| The records |

%%

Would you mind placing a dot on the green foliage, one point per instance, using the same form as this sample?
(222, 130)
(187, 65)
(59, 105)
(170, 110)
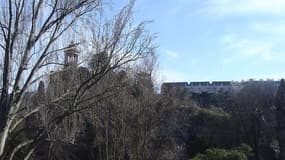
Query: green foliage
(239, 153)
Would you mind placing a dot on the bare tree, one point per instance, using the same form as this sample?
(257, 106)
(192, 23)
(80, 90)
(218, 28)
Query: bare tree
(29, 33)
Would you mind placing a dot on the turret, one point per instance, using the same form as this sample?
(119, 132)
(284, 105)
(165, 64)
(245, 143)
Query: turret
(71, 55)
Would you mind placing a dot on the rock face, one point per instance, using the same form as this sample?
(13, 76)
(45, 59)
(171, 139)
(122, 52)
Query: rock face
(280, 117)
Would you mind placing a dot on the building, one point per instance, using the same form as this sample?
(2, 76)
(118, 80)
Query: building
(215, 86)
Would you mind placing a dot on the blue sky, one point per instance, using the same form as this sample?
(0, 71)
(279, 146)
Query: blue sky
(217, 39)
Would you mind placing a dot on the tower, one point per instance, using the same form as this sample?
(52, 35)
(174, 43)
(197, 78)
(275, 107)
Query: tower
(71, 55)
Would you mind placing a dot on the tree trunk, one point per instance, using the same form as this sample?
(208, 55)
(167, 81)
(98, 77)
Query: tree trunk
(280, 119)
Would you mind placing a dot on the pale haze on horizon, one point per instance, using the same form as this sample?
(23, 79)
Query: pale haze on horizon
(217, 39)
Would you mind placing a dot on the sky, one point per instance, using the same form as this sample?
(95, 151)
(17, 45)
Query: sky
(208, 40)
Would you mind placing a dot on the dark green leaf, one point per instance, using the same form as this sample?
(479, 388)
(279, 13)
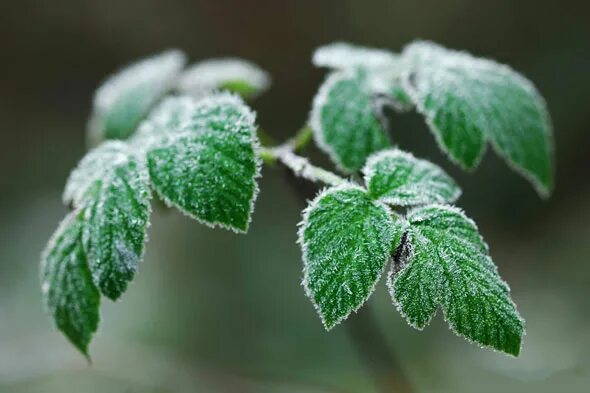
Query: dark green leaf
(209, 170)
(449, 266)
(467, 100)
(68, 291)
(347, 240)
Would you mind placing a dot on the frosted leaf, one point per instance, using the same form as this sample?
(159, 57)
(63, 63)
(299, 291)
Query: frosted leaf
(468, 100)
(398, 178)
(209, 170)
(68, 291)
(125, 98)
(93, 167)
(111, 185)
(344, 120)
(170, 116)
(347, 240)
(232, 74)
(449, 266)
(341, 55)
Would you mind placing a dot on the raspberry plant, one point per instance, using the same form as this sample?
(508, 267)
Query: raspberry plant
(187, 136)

%%

| Required task |
The material above holds pictures; copy everything else in it exactly.

| The reply |
Would you mind placing a dot on the green foliage, one point per instance, using the same form as this sample?
(222, 130)
(187, 65)
(59, 105)
(170, 110)
Query: green foliage
(239, 153)
Would you mind placing a dot on the bare tree, one point per instance, using the same form as this sample?
(257, 106)
(192, 23)
(80, 90)
(218, 28)
Query: bare tree
(29, 33)
Would you mind placing a dot on the turret, one point per instance, using the same form as this sample?
(119, 132)
(284, 105)
(165, 64)
(245, 143)
Query: turret
(71, 55)
Would you mind placing a dot on the rock face, one point per instance, using the same form as this sample?
(13, 76)
(45, 59)
(171, 139)
(122, 52)
Query: rock face
(280, 117)
Would you mind placing a dot on the building, one point per instance, using the same form as this sample?
(2, 76)
(118, 80)
Query: building
(215, 86)
Would you mind placing a dot on the blue sky, one point per instance, using the same form as this sample?
(0, 71)
(279, 146)
Query: blue sky
(217, 39)
Would you mind placing a dot on the tower, one point per instance, using the same form as this sample?
(52, 35)
(174, 43)
(197, 78)
(275, 107)
Query: tower
(71, 55)
Would you mind placing a dot on the tree trunk, one point per instance, using the same form as this sample?
(208, 55)
(167, 81)
(98, 77)
Query: tree trunk
(280, 119)
Would you mind placing a dot on the pale haze on horizon, one point per instance, using the same form as this sample?
(23, 79)
Query: pale haze on horizon
(217, 39)
Would you mind placing a dot on the sky, one point per instance, using the same form as this sample?
(95, 151)
(17, 45)
Query: sky
(208, 40)
Would you mind placing a dot on the dark green leaf, one point per instance, using the same form as this sample?
(479, 388)
(279, 13)
Query: dark green leaf
(209, 170)
(449, 266)
(467, 100)
(68, 291)
(347, 240)
Would you mind placing a dot on the frosted leaf, one point per instance, using the same form as this sample?
(159, 57)
(63, 63)
(299, 291)
Query: frosted leaf
(468, 100)
(398, 178)
(209, 170)
(68, 291)
(125, 98)
(93, 167)
(111, 185)
(344, 120)
(170, 116)
(347, 240)
(232, 74)
(449, 266)
(341, 55)
Would you mind placing a dot on the raspberry plant, one point per instance, using the same form as this sample?
(508, 267)
Query: raspberry plant
(187, 136)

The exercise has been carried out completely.